If an entry holds a picture, leave the picture out and copy the rest exactly.

::::::::

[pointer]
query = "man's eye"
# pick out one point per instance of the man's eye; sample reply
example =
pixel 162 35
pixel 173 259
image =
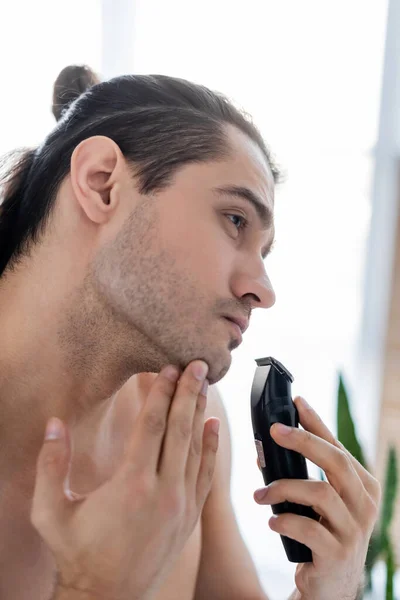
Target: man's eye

::::::::

**ANSWER**
[pointer]
query = "man's eye"
# pick out one point per instance of the man's eye; sample reply
example =
pixel 162 35
pixel 173 259
image =
Target: man's eye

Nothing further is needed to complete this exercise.